**TASKS**
1. In the passage on fine-tuning language models, how many instruction-response pairs did the Alpaca project generate?
2. Return the stretch of the passage on fine-tuning language models from "The surprising part: **you" through "a capable assistant.", copied word for word.

**EXCERPTED PASSAGE**

- - - - - - -

The surprising part: **you need very little data**. A few thousand examples is enough, because SFT only teaches the *format* of a good answer - the knowledge is already in the pretrained model.

The Alpaca project even generated its data with another LLM: 52,000 instruction-response pairs, used to fine-tune a LLaMA 7B into a capable assistant.

> **RLHF — align with human preference**

SFT has three problems: it is bound by human ability, it teaches hallucination (cloning a "correct" answer the model doesn't actually know teaches it to make things up), and ideal answers are expensive. **RLHF fixes this by optimizing for preference, not imitation.**

The model generates two answers. A human picks the better one. Those preferences train a **reward model**, and the LLM is optimized to maximize that reward - classically with **PPO**.

A simpler modern alternative, **DPO**, reaches comparable quality with plain supervised learning and is now standard in the open-source community.

---

## 05. Evaluation & systems — *prove it works, make it feasible*

Two things wrap around the whole pipeline. Skip either and you do not have a real model.

- - - - - - -

**DATA TO EXAMINE**
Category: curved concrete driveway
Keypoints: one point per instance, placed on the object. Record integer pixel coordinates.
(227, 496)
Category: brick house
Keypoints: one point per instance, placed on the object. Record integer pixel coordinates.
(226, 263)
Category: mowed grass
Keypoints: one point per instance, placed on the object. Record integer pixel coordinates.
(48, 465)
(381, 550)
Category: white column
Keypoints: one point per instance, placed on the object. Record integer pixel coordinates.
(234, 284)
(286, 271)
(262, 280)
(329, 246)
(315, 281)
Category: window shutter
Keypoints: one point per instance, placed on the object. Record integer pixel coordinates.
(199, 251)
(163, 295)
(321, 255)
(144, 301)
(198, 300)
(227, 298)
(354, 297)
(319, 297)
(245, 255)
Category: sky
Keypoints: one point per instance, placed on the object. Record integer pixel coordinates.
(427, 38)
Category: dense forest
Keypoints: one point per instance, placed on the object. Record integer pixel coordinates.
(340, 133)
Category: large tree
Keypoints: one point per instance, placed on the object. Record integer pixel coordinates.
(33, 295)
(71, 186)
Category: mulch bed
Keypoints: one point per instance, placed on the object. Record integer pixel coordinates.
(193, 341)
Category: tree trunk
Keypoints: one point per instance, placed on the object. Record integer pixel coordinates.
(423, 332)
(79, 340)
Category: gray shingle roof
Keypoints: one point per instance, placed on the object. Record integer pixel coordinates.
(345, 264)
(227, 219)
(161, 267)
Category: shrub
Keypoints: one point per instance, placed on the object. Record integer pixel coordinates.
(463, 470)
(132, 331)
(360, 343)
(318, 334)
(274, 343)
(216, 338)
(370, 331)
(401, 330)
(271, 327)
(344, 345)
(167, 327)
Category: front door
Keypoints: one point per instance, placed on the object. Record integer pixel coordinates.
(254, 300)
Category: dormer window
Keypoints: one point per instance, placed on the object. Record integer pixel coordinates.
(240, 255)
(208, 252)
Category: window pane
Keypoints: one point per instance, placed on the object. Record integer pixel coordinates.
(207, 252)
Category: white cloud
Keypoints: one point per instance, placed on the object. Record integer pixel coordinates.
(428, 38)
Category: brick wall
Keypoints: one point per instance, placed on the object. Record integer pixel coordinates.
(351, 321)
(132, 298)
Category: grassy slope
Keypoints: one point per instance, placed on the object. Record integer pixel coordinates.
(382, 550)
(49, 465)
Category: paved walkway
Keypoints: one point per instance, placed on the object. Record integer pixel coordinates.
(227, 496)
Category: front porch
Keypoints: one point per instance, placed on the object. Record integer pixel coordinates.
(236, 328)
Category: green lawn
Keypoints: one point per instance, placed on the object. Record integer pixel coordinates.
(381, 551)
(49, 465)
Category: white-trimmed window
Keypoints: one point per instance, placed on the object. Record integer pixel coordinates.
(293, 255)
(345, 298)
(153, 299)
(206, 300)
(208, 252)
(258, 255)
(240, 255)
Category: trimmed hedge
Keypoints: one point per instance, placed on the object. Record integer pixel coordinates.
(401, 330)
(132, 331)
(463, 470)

- - - - - - -

**RESULTS FOR THE EXERCISE**
1. 52,000

2.
The surprising part: **you need very little data**. A few thousand examples is enough, because SFT only teaches the *format* of a good answer - the knowledge is already in the pretrained model.

The Alpaca project even generated its data with another LLM: 52,000 instruction-response pairs, used to fine-tune a LLaMA 7B into a capable assistant.